### Problem details
Repeat, word for word, all the data that follows, and exclude the pictures.

### Information shown
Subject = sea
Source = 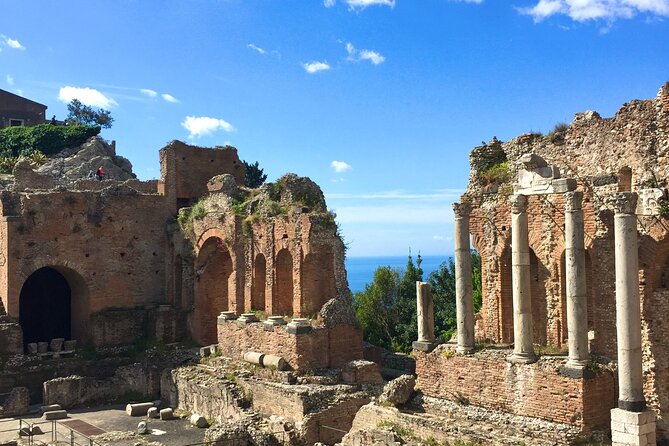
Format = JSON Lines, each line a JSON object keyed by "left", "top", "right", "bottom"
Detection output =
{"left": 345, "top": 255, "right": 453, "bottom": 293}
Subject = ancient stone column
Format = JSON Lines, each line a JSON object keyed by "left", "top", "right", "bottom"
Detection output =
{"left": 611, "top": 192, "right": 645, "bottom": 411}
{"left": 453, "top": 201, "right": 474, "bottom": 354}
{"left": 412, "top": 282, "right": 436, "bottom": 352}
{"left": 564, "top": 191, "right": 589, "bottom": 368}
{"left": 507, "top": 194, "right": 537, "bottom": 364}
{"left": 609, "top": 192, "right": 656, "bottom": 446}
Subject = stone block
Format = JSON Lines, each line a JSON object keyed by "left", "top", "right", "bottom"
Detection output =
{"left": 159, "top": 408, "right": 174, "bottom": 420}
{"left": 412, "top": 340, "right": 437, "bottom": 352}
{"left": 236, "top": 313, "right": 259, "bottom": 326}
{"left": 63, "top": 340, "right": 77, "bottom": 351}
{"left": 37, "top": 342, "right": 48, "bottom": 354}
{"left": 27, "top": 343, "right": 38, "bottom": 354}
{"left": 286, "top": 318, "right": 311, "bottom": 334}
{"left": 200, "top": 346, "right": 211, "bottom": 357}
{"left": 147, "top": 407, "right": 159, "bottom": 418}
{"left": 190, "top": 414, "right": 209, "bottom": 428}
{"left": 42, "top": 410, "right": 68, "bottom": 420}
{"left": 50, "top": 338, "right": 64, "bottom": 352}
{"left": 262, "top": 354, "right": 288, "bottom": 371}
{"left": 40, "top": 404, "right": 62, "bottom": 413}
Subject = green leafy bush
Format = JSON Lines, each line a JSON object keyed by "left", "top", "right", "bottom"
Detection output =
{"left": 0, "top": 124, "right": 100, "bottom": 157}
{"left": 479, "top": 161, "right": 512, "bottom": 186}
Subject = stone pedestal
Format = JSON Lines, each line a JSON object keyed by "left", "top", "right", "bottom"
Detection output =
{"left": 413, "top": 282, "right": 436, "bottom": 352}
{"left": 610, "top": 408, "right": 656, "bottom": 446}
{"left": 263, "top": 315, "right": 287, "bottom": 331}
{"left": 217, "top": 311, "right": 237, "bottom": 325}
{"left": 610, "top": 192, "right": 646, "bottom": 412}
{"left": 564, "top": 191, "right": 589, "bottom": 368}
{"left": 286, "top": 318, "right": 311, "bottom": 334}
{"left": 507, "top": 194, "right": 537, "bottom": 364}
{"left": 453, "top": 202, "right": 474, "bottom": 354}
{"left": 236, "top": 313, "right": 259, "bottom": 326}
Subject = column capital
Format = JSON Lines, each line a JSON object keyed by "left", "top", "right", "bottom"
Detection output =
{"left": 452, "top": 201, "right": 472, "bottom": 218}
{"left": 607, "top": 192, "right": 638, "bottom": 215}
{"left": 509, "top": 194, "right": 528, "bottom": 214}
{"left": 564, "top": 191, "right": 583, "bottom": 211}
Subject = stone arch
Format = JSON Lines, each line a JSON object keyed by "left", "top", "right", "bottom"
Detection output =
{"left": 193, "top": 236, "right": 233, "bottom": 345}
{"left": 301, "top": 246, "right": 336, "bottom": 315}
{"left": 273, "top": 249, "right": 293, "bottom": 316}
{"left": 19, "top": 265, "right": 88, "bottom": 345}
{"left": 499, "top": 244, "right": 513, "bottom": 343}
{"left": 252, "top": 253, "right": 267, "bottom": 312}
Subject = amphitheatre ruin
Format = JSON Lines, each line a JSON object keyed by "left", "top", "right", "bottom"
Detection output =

### Reply
Subject = sea
Source = 
Format = JSON Lines, each line a JSON object keyed by "left", "top", "right", "bottom"
Detection output =
{"left": 345, "top": 255, "right": 453, "bottom": 293}
Subject = ancient stone column
Format = JSON Lines, each line a JSON object keyed by "left", "top", "right", "bottom"
Detection output =
{"left": 611, "top": 192, "right": 645, "bottom": 411}
{"left": 453, "top": 201, "right": 474, "bottom": 354}
{"left": 412, "top": 282, "right": 436, "bottom": 352}
{"left": 564, "top": 191, "right": 589, "bottom": 368}
{"left": 507, "top": 194, "right": 537, "bottom": 364}
{"left": 609, "top": 192, "right": 656, "bottom": 446}
Subject = stone block
Format = JSON Lines, each line a JSON object keyed by "left", "top", "right", "bottom"
Detection output =
{"left": 159, "top": 408, "right": 174, "bottom": 420}
{"left": 412, "top": 340, "right": 437, "bottom": 352}
{"left": 236, "top": 313, "right": 259, "bottom": 326}
{"left": 63, "top": 340, "right": 77, "bottom": 351}
{"left": 37, "top": 342, "right": 48, "bottom": 354}
{"left": 27, "top": 343, "right": 38, "bottom": 354}
{"left": 286, "top": 318, "right": 311, "bottom": 334}
{"left": 200, "top": 346, "right": 211, "bottom": 357}
{"left": 147, "top": 407, "right": 159, "bottom": 418}
{"left": 190, "top": 414, "right": 209, "bottom": 428}
{"left": 42, "top": 410, "right": 68, "bottom": 420}
{"left": 50, "top": 338, "right": 64, "bottom": 352}
{"left": 262, "top": 354, "right": 288, "bottom": 371}
{"left": 40, "top": 404, "right": 62, "bottom": 413}
Subject = green leafy bush
Format = JSON Lines, each line a JSON object keyed by "left", "top", "right", "bottom"
Detection output =
{"left": 0, "top": 124, "right": 100, "bottom": 157}
{"left": 479, "top": 161, "right": 512, "bottom": 186}
Subject = stone pedestal
Format = JSON Lines, each line a JSON object keyed by "left", "top", "right", "bottom"
Detection output =
{"left": 413, "top": 282, "right": 436, "bottom": 352}
{"left": 610, "top": 408, "right": 656, "bottom": 446}
{"left": 263, "top": 315, "right": 287, "bottom": 331}
{"left": 217, "top": 311, "right": 237, "bottom": 325}
{"left": 610, "top": 192, "right": 646, "bottom": 412}
{"left": 564, "top": 191, "right": 589, "bottom": 368}
{"left": 286, "top": 318, "right": 311, "bottom": 334}
{"left": 507, "top": 194, "right": 537, "bottom": 364}
{"left": 453, "top": 202, "right": 474, "bottom": 354}
{"left": 236, "top": 313, "right": 259, "bottom": 326}
Subject = column capital
Format = JSON Lines, each line a JSON object keyed by "left", "top", "right", "bottom"
Detection output =
{"left": 452, "top": 201, "right": 472, "bottom": 218}
{"left": 607, "top": 192, "right": 638, "bottom": 215}
{"left": 509, "top": 194, "right": 528, "bottom": 214}
{"left": 564, "top": 191, "right": 583, "bottom": 211}
Subject = stone arch
Format = JSON Lines, each line a JSON object keyed by "left", "top", "right", "bottom"
Detection output =
{"left": 193, "top": 236, "right": 233, "bottom": 345}
{"left": 301, "top": 246, "right": 336, "bottom": 315}
{"left": 273, "top": 249, "right": 293, "bottom": 316}
{"left": 19, "top": 265, "right": 88, "bottom": 345}
{"left": 499, "top": 244, "right": 513, "bottom": 343}
{"left": 252, "top": 253, "right": 267, "bottom": 312}
Subject = amphitheatre ruin
Format = JSON Lines, each line a JSON object keyed by "left", "top", "right", "bottom"
Detection output =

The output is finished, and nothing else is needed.